PROVIDED PASSAGE
• • • •

Startup Law 101 Series – Tips From a Business Lawyer on Becoming a Founder


Why become a founder? What are some things you can do to become a successful founder?

Having worked extensively with founders as a startup business lawyer in Silicon Valley for many years now, and having built my own business as well, I have a few tips to share on these points.

Tips on Why You Should Become a Founder

Why become a founder?

1. If you succeed as a founder, you will make far more than you would as an employee. Obvious, but worth repeating.

Founders want the large upside that will come from a successful venture. The goal is very hard to achieve but the rewards can be great.

2. If you succeed as a founder, you keep more of what you earn.

As an employee, you will get hit with ever-increasing taxes on your compensation.

Forget about the rich. It is the average employee who gets soaked. You pay, say, up to a third of what you earn for federal, state, and local income taxes. Add another nearly 10% for payroll taxes. Now assume that inflation bumps you into higher tax brackets. Rates are then raised for those brackets. Then payroll tax rates go up. And the social security cap lifted. And new taxes added to fund future health benefits. You will be left with an ever-diminishing net amount from your pay. Welcome to being the employee of the future.

As a founder, however, your largest reward by far will come not from salary but from a liquidity event at which you cash in your chips. At that point, you pay a one-time capital gains tax for the vast part of the economic reward you derive from your venture. You pay less income tax because the capital-gains rate is lower. And you pay no employment taxes at all. With capital gains, you also control timing somewhat and this can further help minimize what you pay.

It all comes from the same effort. You sweat for what you earn. You can take your reward as ordinary income or, as a founder, convert a big part of it into far more advantageous equity gains. With success, you not only earn more but you keep more as well.

3. Being a founder can be not only financially but also psychologically rewarding.

When you venture out, you get the chance to realize a vision for your company and to benefit not only yourself but also your co-founders, your investors, your employees, your customers and the public generally. You get to watch your enterprise grow and prosper. You get to watch it have an impact on others for good.

• • • •

ITEMS
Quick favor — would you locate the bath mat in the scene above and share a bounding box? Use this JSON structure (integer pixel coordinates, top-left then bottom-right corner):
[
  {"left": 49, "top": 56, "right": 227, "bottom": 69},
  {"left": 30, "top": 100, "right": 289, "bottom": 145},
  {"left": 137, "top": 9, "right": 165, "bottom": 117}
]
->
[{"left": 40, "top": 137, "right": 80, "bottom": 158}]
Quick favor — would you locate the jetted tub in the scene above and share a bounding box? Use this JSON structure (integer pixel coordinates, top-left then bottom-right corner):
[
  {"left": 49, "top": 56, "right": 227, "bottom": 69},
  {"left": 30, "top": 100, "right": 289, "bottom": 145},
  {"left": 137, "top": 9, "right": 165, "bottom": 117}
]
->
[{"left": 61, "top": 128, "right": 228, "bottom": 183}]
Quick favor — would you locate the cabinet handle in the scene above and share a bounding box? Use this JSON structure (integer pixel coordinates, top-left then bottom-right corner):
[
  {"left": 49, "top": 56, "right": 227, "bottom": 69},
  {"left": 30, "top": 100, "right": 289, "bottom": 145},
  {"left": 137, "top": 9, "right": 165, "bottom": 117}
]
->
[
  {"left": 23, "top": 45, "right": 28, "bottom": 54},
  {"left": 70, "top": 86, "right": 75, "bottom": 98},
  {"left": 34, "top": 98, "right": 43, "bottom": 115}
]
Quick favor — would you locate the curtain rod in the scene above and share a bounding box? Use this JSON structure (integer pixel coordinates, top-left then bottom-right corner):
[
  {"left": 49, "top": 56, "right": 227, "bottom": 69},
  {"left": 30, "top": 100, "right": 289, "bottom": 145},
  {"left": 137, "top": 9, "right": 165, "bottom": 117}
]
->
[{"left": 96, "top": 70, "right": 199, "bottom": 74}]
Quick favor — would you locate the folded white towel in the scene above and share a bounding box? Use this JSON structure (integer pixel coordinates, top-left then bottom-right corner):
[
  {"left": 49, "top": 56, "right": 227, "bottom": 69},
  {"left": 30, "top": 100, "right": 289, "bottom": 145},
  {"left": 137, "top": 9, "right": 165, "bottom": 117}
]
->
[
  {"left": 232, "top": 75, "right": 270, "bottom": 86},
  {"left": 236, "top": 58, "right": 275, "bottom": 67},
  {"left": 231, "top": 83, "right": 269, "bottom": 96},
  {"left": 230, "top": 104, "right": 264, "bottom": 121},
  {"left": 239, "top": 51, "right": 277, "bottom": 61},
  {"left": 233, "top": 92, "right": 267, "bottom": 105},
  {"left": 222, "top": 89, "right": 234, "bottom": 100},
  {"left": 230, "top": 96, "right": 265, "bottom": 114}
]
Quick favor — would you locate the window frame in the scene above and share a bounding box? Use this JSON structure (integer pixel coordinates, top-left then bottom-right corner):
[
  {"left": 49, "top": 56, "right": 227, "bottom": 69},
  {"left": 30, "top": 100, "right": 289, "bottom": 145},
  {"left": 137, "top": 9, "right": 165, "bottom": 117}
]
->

• • • •

TASK REQUIREMENTS
1/ Reproduce the portion of the founder tips article between "As a founder, however, your" and "more as well.", inclusive.
2/ In the founder tips article, what is a founder's largest reward said to come from, rather than from salary?

SOLUTION LIST
1/
As a founder, however, your largest reward by far will come not from salary but from a liquidity event at which you cash in your chips. At that point, you pay a one-time capital gains tax for the vast part of the economic reward you derive from your venture. You pay less income tax because the capital-gains rate is lower. And you pay no employment taxes at all. With capital gains, you also control timing somewhat and this can further help minimize what you pay.

It all comes from the same effort. You sweat for what you earn. You can take your reward as ordinary income or, as a founder, convert a big part of it into far more advantageous equity gains. With success, you not only earn more but you keep more as well.

2/ It comes from a liquidity event at which the founder cashes in their chips.